[Stored entries]
-------------------------
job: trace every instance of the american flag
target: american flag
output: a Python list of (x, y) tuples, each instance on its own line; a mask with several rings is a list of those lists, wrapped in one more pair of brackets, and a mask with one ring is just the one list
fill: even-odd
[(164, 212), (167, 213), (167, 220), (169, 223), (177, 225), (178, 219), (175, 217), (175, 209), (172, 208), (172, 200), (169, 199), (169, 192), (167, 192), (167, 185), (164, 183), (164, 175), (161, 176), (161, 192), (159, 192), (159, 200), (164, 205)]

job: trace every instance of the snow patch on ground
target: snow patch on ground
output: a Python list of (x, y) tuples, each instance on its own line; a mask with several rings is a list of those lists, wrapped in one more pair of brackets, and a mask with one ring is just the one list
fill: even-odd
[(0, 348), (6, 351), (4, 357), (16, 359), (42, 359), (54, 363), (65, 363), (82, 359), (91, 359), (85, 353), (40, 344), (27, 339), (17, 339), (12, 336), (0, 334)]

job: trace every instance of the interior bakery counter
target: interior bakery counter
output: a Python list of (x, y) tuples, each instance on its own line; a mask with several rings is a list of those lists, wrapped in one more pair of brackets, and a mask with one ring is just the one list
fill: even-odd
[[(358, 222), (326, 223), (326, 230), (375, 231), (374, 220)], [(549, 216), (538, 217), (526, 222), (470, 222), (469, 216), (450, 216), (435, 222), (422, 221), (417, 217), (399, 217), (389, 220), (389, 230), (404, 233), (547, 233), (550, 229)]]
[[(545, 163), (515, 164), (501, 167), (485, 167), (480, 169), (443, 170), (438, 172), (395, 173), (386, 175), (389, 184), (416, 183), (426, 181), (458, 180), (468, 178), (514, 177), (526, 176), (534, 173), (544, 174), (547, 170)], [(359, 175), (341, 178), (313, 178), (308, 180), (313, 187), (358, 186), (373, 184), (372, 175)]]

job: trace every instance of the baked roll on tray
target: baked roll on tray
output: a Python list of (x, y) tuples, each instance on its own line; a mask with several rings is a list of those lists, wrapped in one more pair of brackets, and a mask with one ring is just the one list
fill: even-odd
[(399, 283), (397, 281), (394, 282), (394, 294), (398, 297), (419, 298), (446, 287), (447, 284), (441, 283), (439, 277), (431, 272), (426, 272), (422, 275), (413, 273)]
-------------------------
◆ **Your assignment**:
Output exactly, and only, the lines running from the one that contains "target: baked roll on tray" through the last line of the entries above.

◆ **Written response**:
target: baked roll on tray
output: a Python list of (x, y) tuples, each instance on its own line; a mask with several rings is a list of those lists, wrapped in one more pair of brackets, and a mask with one ring is just the one list
fill: even-odd
[(399, 283), (397, 281), (394, 282), (394, 294), (398, 297), (419, 298), (446, 287), (447, 284), (441, 283), (439, 277), (431, 272), (426, 272), (422, 275), (413, 273)]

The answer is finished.